[Records of labeled points]
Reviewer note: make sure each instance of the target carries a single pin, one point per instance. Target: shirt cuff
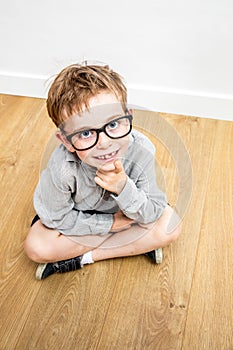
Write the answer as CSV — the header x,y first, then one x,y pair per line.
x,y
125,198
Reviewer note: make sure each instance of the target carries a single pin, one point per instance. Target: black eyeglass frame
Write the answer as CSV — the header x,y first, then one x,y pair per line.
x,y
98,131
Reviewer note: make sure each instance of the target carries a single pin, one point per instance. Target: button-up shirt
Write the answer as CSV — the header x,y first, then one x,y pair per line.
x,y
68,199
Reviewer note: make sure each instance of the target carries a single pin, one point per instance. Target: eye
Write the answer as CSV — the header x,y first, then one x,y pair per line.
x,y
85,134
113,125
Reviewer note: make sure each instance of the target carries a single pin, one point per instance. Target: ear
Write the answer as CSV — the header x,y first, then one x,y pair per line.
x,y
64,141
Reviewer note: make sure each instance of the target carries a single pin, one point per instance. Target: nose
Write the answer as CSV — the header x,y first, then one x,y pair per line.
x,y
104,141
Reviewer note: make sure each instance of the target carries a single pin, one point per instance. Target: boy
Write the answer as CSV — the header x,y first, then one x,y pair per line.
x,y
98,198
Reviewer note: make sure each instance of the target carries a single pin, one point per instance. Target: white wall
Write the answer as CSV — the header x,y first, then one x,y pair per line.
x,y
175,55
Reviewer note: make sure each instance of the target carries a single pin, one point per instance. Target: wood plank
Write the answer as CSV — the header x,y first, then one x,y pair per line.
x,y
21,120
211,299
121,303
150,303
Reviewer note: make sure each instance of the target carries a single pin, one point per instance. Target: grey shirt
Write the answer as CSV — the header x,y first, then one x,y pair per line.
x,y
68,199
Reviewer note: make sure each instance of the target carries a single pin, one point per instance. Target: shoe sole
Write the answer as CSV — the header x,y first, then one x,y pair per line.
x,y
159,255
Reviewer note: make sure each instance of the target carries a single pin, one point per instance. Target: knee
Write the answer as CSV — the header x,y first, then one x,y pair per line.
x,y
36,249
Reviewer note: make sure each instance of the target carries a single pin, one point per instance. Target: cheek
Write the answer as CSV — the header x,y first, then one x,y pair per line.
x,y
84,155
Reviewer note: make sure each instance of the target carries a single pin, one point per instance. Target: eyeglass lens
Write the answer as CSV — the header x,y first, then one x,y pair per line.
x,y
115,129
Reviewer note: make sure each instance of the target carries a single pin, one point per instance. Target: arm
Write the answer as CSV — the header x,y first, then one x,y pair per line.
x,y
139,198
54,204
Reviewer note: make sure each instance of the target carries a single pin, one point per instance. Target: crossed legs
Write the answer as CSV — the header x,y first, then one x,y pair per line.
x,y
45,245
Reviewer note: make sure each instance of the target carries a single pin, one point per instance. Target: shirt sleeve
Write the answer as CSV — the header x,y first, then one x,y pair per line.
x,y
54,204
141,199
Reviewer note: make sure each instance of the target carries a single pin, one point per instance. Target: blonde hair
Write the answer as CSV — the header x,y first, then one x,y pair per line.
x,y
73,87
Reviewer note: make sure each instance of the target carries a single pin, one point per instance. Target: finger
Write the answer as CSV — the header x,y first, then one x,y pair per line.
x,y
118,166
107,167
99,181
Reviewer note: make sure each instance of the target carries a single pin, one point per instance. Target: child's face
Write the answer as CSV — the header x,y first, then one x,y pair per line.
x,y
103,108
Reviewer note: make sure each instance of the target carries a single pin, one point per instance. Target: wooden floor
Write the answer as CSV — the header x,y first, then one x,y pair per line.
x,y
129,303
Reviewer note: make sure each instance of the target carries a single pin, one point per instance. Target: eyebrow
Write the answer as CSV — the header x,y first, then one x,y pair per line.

Given instruction → Please rewrite every line of the listing above as a numbered list, leaving out blank lines and the pictures.

Correct output →
1. Reviewer note: make sure each instance of the target carries a single pin, one point per instance. Target: shirt cuff
2. Write the answer as CSV — the header x,y first, then one x,y pair per line.
3. x,y
4. 125,198
5. Reviewer note: make sure each instance of the target carries a single pin, one point per instance. Target: black eyeglass frame
6. Write the answer as CSV — the header x,y first, then one x,y pair per line.
7. x,y
8. 98,131
9. Reviewer note: make sure each instance of the target carries a single pin, one point per instance. Target: button-up shirt
10. Write the answer as CSV — the header x,y first, then one x,y pair per line.
11. x,y
12. 68,199
13. Reviewer note: make sure each instance of the target carries a single pin, one point per instance. Target: eye
14. Write the answer as CSV — the header x,y first, then one x,y pair per line.
15. x,y
16. 85,134
17. 113,125
18. Reviewer note: make sure each instance of the target carries a single pin, one point per instance. Target: ear
19. Write the answer as CSV — the header x,y first, then one x,y pair per line.
20. x,y
21. 64,141
22. Reviewer note: make sure each instance of the target carries a single pin, one point per instance. Target: nose
23. Write the answer as CSV — the header x,y first, then one x,y pair per line.
24. x,y
25. 104,141
26. Reviewer note: make sure each instance of the target carries a single pin, one point per instance. Target: boy
27. Write the answer as CSV — the header x,y first, then one x,y pair per line.
28. x,y
29. 98,198
30. Reviewer note: make sure each instance of the target carries a single pin, one point per instance. Target: white wall
31. Write the answer as CSV — the header x,y first, then one x,y pair per line.
32. x,y
33. 175,55
34. Reviewer note: make sure each instance of the target carries a single pin, one point per instance. Target: wood plank
35. Write the answer as CSV — the header x,y first, then one x,y pair per line.
36. x,y
37. 21,120
38. 211,299
39. 121,303
40. 150,303
41. Reviewer note: make sure each instance of the target carries a single pin, one point per instance. Target: grey shirt
42. Write the answer as CSV — the header x,y first, then one x,y pair per line.
43. x,y
44. 68,199
45. Reviewer note: make sure each instance of the target carries a single pin, one point per instance. Target: shoe sole
46. Write the answer as CSV — the header x,y first, then one x,y pair per line.
47. x,y
48. 159,255
49. Reviewer note: make sure each instance of the target carries a single pin, one point per instance. Target: knee
50. Write the answer as CSV — the header x,y first, then one x,y pair per line.
51. x,y
52. 36,249
53. Reviewer note: make sure each instance of the target carries a single pin, one point per instance. Target: cheek
54. Write the answer as CSV — the header x,y first, then one x,y pair per line.
55. x,y
56. 84,155
57. Reviewer note: make sure each instance of the target carries a single pin, one point per instance. Target: eyeglass lens
58. Write the answer as CSV — the header x,y first, then one x,y pair per line.
59. x,y
60. 115,129
61. Reviewer note: make sure each instance of the target carries a single pin, one point per instance. Target: arm
62. Write the answer as CSV — the header x,y first, then one x,y pair per line.
63. x,y
64. 139,198
65. 54,204
66. Reviewer note: make sure each instance of the target carries a single pin, one point per instance. Target: crossed legs
67. Write the answer as CSV — the header x,y first, then one x,y pair per line.
68. x,y
69. 45,245
70. Reviewer note: make sure each instance of the target carries a single pin, one point per instance. Target: shirt sleeve
71. Write the answer as CSV — the header x,y first, then one x,y pair per line.
72. x,y
73. 54,204
74. 141,199
75. Reviewer note: make sure each instance of the target carries a single pin, one point per instance. Target: blonde hair
76. Write the answer as CSV — the header x,y first, then one x,y pair per line.
77. x,y
78. 73,87
79. Reviewer note: make sure each instance of the target carries a single pin, one point per instance. Target: finger
80. Write the answer as CSV — the header x,y first, then one x,y pair per line.
81. x,y
82. 118,166
83. 107,167
84. 99,181
85. Reviewer note: make sure each instance of the target carries a single pin, one point per instance. Target: child's face
86. Write the answer as CSV — the header x,y first, then one x,y pair per line.
87. x,y
88. 103,108
89. Reviewer note: make sure each instance of the target carries a single pin, one point per instance. Target: wooden floor
90. Write the answer as CSV — the header x,y first, then one x,y pair per line.
91. x,y
92. 129,303
93. Reviewer note: make sure each instance of the target carries a single pin, one point per instance. Target: eyebrow
94. Write the answer as CSV — the header x,y first, then one x,y pair per line.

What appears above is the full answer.